— start SELECTED PASSAGE —

Building Reliable Customer Data Tools

In the last few years, enterprises have added several tools to their IT data integration toolbox to improve the return on their CRM investments. But most of these companies have not achieved a simple goal: creating reliable, unified views of their customers — aggregated across data silos — and delivering these to all customer-facing applications in a timely fashion.

Recently companies have turned to three common technologies to create solutions for customer data integration. These are data movement tools such as extract-transform-load (ETL), data query and aggregation tools such as enterprise information integration (EII) and data quality (DQ).

What the tool vendors aren’t telling you, however, is that these tools are woefully inadequate for developing a reliable customer data integration (CDI) platform.

Customer Hubs Emerging

Industry Market Research firm Gartner defines CDI as “the combination of the technology, processes and services needed to create and maintain an accurate, timely and complete view of the customer across multiple channels, business lines and enterprises, where there are multiple sources of customer data in multiple application systems and databases.”

There are several implementation styles of CDI solutions, but the most effective are those in which an enterprise commits to building and managing a customer hub that serves as a central repository of customer data reconciled from multiple data sources.

This hub may contain some or all of the critical customer data needed to provide multiple customer views to downstream applications. While there are significant differences among the various customer hubs available, there is little doubt that a large, enterprise-class CDI solution needs a central customer hub.

Inefficient Tools

In the past decade, many companies that tried to build an in-house version of a customer data integration hub using ETL, EII and DQ tools are now struggling with the aftermath of a custom solution. There are several reasons for the failure of CDI solutions built with these tools.

First, all three technologies originated for narrow purposes ill-suited for CDI: ETL to move large volumes of data in batch-mode; EII to run distributed queries across disparate sources in real-time; and DQ tools to “scrub” incorrect names and addresses in a single source at a time.

Each of these technologies effectively supports only a single data modality, batch or real-time. Since customer data is inextricably tied to both operational and strategic business processes, such as order-to-cash process or profitability segmentation analysis, it needs to be delivered in time for each business process.

Therefore any customer data integration solution needs to support a range of modalities of data movement: from a large-volume batch process that loads a new source into a customer hub; to scheduled intra-day batches; to a publish-subscribe model for immediate updates of critical data. Tools designed for single-modality can quickly hamper the reliability and scalability of a CDI solution.

Different Data Types

To build a reliable CDI solution, it is imperative to treat separately different types of data, such as master reference data, relationship data or transaction data.

— end SELECTED PASSAGE —
— start EXTRACTED ENTRIES —

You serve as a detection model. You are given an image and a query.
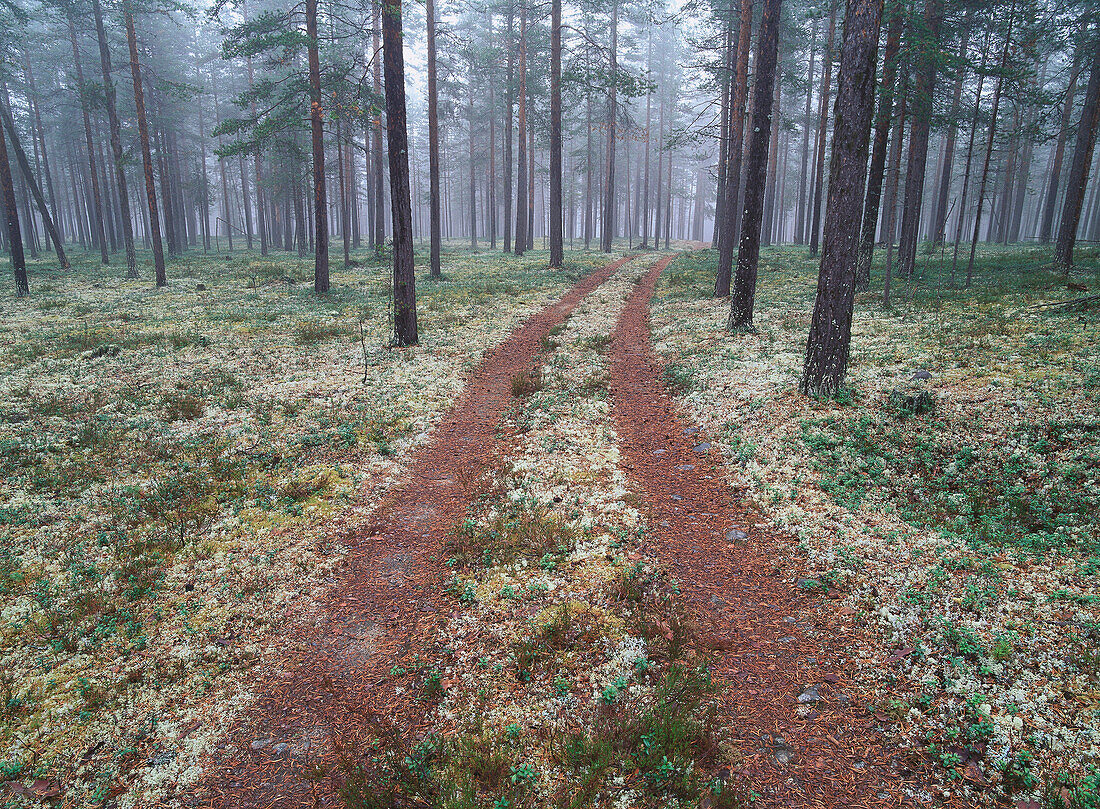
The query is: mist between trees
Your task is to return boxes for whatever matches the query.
[0,0,1100,394]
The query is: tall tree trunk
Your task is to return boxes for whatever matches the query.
[1038,65,1080,244]
[425,0,442,278]
[712,7,737,249]
[0,86,69,270]
[382,0,419,346]
[856,2,905,292]
[371,0,388,255]
[92,0,138,278]
[68,14,111,266]
[714,0,752,298]
[898,0,943,277]
[306,0,327,293]
[516,3,527,255]
[810,0,837,255]
[728,0,783,330]
[600,0,618,253]
[466,62,477,251]
[799,0,882,396]
[0,108,31,297]
[932,18,970,244]
[122,0,168,286]
[952,37,989,287]
[1054,29,1100,273]
[794,20,817,244]
[23,51,65,241]
[760,49,783,244]
[966,0,1016,287]
[504,1,514,253]
[550,0,565,267]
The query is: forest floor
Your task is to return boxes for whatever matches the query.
[0,242,1100,809]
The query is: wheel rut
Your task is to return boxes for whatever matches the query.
[609,256,905,807]
[198,256,633,809]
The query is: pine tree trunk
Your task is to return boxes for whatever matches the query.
[122,0,168,286]
[600,0,618,253]
[810,0,837,255]
[382,0,419,346]
[898,0,943,277]
[1054,26,1100,268]
[0,86,69,270]
[714,0,752,298]
[0,108,31,297]
[425,0,443,278]
[516,3,527,255]
[856,4,905,292]
[1038,66,1080,244]
[794,20,817,244]
[966,0,1016,288]
[728,0,783,330]
[306,0,327,294]
[550,0,565,267]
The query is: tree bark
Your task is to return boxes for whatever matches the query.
[856,3,905,292]
[306,0,325,294]
[728,0,783,330]
[799,0,882,396]
[516,3,527,255]
[1054,29,1100,268]
[0,108,31,297]
[0,87,69,270]
[714,0,752,297]
[122,0,162,286]
[1038,66,1080,244]
[810,2,837,255]
[898,0,943,277]
[550,0,565,267]
[425,0,443,278]
[600,0,618,253]
[382,0,419,346]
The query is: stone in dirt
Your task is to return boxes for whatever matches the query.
[799,686,821,706]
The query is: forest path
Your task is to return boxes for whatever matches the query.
[196,256,633,809]
[609,256,905,807]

— end EXTRACTED ENTRIES —

◆ SHORT EXERCISE 1
According to the piece on customer data tools, what purpose did ETL originate for?
◆ SHORT EXERCISE 2
In the piece on customer data tools, rewrite everything from "Industry Market Research" down to "multiple data sources.", putting "customer data hub" in place of "customer hub".
◆ SHORT EXERCISE 3
Carry the piece on customer data tools forward from its final sentence.

◆ EXPECTED OUTPUT 1
To move large volumes of data in batch mode.

◆ EXPECTED OUTPUT 2
Industry Market Research firm Gartner defines CDI as “the combination of the technology, processes and services needed to create and maintain an accurate, timely and complete view of the customer across multiple channels, business lines and enterprises, where there are multiple sources of customer data in multiple application systems and databases.”

There are several implementation styles of CDI solutions, but the most effective are those in which an enterprise commits to building and managing a customer data hub that serves as a central repository of customer data reconciled from multiple data sources.

◆ EXPECTED OUTPUT 3
Master reference data is the foundational entity data (such as name and address) that is critical for uniquely identifying a customer across multiple systems and channels. Without a persistent and trustworthy hub of customer reference or profile data that serves as the “system of record,” other types of data cannot be aggregated reliably.

Ideally, such a master store should create and maintain the record for each customer culled from all relevant internal and external data sources along with the associated cross-reference keys. This store then becomes the best source for customer profile information for all downstream operational and analytical applications.

The next type of data is relationship or hierarchy data. This type of data defines the relationships among various entities (such as individual to organization, organization to organization, or individuals within households). Relationship data can be managed reliably across different sources only after the underlying conflicts of master (entity) data have been resolved. Most of the custom solutions deployed have fixed relationships among entities embedded in the system’s data model, which makes it hard for IT to manage changes in customer relationships and affiliations.

The third type of data is transaction or activity data (such as amount withdrawn from an account). Although there are significant challenges in managing large volumes of transaction data, there is usually little conflict in reconciling such data since there is an unambiguous system of record for each type of transaction.

The key issue lies in attaching these transactions correctly to the same customer across multiple CRM touchpoints and then aggregating them accurately for other applications to consume (such as the average account balance). Note that transactions can be aggregated for the right customer or household only after the ambiguities of the associated master and relationship data have been removed.

Essentially, without treating different data types separately and establishing a reliable foundation of master data at the start, a trustworthy CDI platform cannot be built.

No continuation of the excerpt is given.